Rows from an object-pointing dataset
▽

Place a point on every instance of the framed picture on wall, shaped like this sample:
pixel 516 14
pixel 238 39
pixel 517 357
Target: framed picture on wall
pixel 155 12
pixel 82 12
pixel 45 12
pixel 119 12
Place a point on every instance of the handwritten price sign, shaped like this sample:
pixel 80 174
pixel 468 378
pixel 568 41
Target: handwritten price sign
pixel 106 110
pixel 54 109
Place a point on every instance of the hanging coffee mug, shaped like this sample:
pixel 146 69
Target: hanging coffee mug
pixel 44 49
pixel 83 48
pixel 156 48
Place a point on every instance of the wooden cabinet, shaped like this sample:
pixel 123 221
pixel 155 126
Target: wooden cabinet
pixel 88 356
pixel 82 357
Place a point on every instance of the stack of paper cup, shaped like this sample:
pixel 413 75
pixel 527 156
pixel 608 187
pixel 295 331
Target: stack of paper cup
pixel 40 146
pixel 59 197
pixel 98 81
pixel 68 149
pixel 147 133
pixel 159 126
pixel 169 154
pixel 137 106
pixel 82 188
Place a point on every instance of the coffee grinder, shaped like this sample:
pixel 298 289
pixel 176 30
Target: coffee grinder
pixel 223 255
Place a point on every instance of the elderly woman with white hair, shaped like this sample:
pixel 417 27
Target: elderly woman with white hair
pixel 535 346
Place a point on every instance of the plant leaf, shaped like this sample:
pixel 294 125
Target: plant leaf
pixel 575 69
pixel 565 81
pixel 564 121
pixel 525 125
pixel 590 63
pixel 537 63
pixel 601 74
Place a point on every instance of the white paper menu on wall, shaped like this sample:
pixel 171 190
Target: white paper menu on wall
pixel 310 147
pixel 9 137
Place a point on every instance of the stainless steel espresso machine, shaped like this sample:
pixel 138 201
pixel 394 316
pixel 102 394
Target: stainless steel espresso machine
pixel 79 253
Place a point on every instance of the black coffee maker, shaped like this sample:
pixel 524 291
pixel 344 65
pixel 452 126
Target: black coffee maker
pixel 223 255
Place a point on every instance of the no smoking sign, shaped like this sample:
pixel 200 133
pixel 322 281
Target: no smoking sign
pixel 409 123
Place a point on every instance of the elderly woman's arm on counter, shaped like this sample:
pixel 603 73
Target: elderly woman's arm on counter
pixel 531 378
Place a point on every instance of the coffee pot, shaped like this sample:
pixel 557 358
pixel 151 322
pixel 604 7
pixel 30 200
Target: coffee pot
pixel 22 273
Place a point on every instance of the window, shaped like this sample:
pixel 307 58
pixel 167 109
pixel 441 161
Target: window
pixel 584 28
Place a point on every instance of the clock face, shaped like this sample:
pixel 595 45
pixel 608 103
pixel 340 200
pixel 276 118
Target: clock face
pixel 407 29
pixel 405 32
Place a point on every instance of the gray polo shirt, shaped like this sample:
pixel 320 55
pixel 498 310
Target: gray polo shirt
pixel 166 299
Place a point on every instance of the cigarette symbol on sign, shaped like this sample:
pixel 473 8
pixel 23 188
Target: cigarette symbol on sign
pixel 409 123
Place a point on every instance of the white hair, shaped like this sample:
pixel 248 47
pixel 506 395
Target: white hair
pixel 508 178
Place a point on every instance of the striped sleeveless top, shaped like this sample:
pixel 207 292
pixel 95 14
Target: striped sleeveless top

△

• What the task requires: Reproduce every one of the lines above verbatim, from the first to the last, without any alteration.

• Solution to the problem:
Place a point on every instance of the framed picture on wall, shaped like this sample:
pixel 516 14
pixel 238 39
pixel 517 357
Target: framed picture on wall
pixel 155 12
pixel 82 12
pixel 45 12
pixel 119 12
Place a point on every instance of the handwritten price sign, shaped like this sample:
pixel 80 174
pixel 468 378
pixel 568 41
Target: handwritten price sign
pixel 106 110
pixel 54 109
Place a point on every instance of the hanging coffee mug, shaped like this sample:
pixel 146 69
Target: hanging coffee mug
pixel 44 49
pixel 83 48
pixel 156 48
Place a point on every instance of the wooden cabinet, shaped like this sample:
pixel 123 221
pixel 155 126
Target: wooden cabinet
pixel 88 356
pixel 82 357
Place a point on every instance of the stack of paper cup, shaped like this sample:
pixel 413 75
pixel 527 156
pixel 608 187
pixel 295 331
Target: stack of paper cup
pixel 40 146
pixel 59 197
pixel 98 81
pixel 68 149
pixel 147 133
pixel 159 126
pixel 169 154
pixel 137 106
pixel 82 188
Place a point on every instance of the coffee grinder, shaped like this sample:
pixel 298 289
pixel 176 30
Target: coffee grinder
pixel 223 255
Place a point on every instance of the elderly woman with white hair, shaped like this sample:
pixel 417 27
Target: elderly woman with white hair
pixel 535 346
Place a point on every instance of the plant leaf, shaped like this sample:
pixel 294 125
Target: plant leaf
pixel 575 69
pixel 565 81
pixel 564 121
pixel 525 125
pixel 590 63
pixel 537 63
pixel 601 74
Place a point on every instance of the white paper menu on wall, shaped like this sample:
pixel 171 190
Target: white paper menu on wall
pixel 310 147
pixel 9 137
Place a point on every instance of the stainless steel espresso machine, shaped like this sample:
pixel 138 201
pixel 394 316
pixel 102 394
Target: stainless steel espresso machine
pixel 79 253
Place a point on every instance of the black coffee maker, shaped like this sample:
pixel 524 291
pixel 344 65
pixel 452 126
Target: black coffee maker
pixel 223 255
Place a point on every instance of the no smoking sign, shaped like this sample:
pixel 200 133
pixel 322 281
Target: no smoking sign
pixel 409 123
Place a point on every instance of the elderly woman's arm on counter, shaped like this sample:
pixel 603 73
Target: elderly woman's arm on counter
pixel 531 378
Place a point on every instance of the coffee pot, shaped like this sample:
pixel 557 358
pixel 151 322
pixel 604 7
pixel 30 200
Target: coffee pot
pixel 22 273
Place a point on every instance of the window, shaped like this sample:
pixel 307 58
pixel 167 109
pixel 441 161
Target: window
pixel 584 28
Place a point on every instance of the clock face, shaped like this sample:
pixel 595 45
pixel 608 103
pixel 340 200
pixel 276 118
Target: clock face
pixel 407 29
pixel 405 32
Place a point on every instance of the gray polo shirt, shaped like this sample:
pixel 320 55
pixel 498 310
Target: gray polo shirt
pixel 166 299
Place a point on every instance of the cigarette symbol on sign, shaped like this sample:
pixel 473 8
pixel 23 188
Target: cigarette symbol on sign
pixel 409 123
Place a point on every instance of the white hair, shaped like this sample:
pixel 248 47
pixel 506 395
Target: white hair
pixel 508 178
Place a point on every instance of the striped sleeveless top, shaped like this sample:
pixel 207 292
pixel 95 14
Target: striped sleeveless top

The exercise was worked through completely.